* [Exercise details]
Copy out all of the material below line by line, without changing a single character.
=======
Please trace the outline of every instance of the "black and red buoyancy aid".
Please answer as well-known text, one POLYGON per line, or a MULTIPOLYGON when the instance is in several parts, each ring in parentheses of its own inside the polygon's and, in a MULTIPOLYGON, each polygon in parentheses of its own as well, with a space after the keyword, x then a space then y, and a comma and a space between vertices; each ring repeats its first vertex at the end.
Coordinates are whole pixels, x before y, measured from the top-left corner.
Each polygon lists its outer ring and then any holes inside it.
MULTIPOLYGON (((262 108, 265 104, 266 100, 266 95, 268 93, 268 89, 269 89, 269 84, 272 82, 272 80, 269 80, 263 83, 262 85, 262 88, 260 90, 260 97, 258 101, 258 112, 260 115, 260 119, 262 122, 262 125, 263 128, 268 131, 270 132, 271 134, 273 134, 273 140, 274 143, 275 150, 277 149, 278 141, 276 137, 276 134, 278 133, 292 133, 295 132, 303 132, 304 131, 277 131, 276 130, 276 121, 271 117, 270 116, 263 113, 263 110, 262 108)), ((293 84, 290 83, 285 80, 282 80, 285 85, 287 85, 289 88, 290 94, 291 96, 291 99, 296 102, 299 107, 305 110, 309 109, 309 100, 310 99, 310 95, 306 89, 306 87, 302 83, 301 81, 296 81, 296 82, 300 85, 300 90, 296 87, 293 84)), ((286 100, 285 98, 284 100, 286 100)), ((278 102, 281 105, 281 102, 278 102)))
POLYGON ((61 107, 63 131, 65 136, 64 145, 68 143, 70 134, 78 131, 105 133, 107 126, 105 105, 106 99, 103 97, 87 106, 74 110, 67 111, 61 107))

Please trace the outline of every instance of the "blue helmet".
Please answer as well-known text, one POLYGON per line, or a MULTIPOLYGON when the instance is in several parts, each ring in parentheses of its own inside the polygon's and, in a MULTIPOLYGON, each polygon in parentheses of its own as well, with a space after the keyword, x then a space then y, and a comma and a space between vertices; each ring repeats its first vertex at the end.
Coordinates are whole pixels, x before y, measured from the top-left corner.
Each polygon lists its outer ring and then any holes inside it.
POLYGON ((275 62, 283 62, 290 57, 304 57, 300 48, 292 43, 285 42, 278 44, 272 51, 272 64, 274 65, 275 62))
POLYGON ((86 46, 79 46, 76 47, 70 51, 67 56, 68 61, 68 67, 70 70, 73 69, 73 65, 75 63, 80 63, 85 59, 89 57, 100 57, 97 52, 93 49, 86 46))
=======
* [Task output]
Please trace the outline of every instance of the "black and red buoyancy aid".
Please answer as well-known text, one POLYGON per line, or a MULTIPOLYGON when the instance is in several parts, each ring in parentheses of its own inside the polygon's and, in a MULTIPOLYGON, each polygon in parentheses of its own as well, with a space after the keyword, x then a space then y, and a comma and a space between vertices; each ring repeats its first vertex at the end.
Coordinates are whole pixels, x before y, measured from the top-left corner.
Each polygon lists its outer ring and then any holes inside it.
MULTIPOLYGON (((262 108, 265 104, 266 100, 266 95, 268 93, 268 89, 269 89, 269 84, 272 82, 272 80, 269 80, 263 83, 262 85, 262 88, 260 90, 260 97, 258 101, 258 112, 260 115, 260 119, 262 122, 262 125, 263 128, 268 131, 270 132, 271 134, 273 134, 273 140, 274 143, 275 150, 277 149, 278 141, 276 137, 276 134, 278 133, 292 133, 295 132, 303 132, 304 131, 277 131, 276 130, 276 121, 271 117, 270 116, 263 113, 263 110, 262 108)), ((293 84, 290 83, 285 80, 282 80, 285 85, 287 85, 289 88, 290 94, 291 96, 291 99, 296 102, 299 107, 305 110, 309 109, 309 100, 310 99, 310 95, 306 89, 306 87, 302 83, 301 81, 296 81, 296 82, 300 85, 300 90, 296 87, 293 84)), ((286 100, 285 98, 284 100, 286 100)), ((278 102, 281 105, 281 102, 278 102)))
POLYGON ((61 107, 63 131, 65 136, 64 145, 68 143, 70 134, 78 131, 105 133, 107 126, 105 105, 106 99, 103 97, 87 106, 74 110, 67 111, 61 107))

Please trace the outline of every instance of the "blue helmet".
Please answer as well-known text, one POLYGON per line, or a MULTIPOLYGON when the instance is in several parts, each ring in parentheses of its own inside the polygon's and, in a MULTIPOLYGON, each polygon in parentheses of its own as well, with a space after the keyword, x then a space then y, and a comma and a space between vertices; each ring repeats its first vertex at the end.
Coordinates are whole pixels, x before y, measured from the top-left corner.
Each polygon lists its outer ring and then any holes inside it.
POLYGON ((275 62, 283 62, 290 57, 304 57, 300 48, 292 43, 285 42, 278 44, 272 51, 272 64, 274 65, 275 62))
POLYGON ((86 46, 79 46, 76 47, 70 51, 67 56, 68 61, 68 67, 70 70, 73 69, 73 65, 75 63, 80 63, 85 59, 89 57, 100 57, 97 52, 93 49, 86 46))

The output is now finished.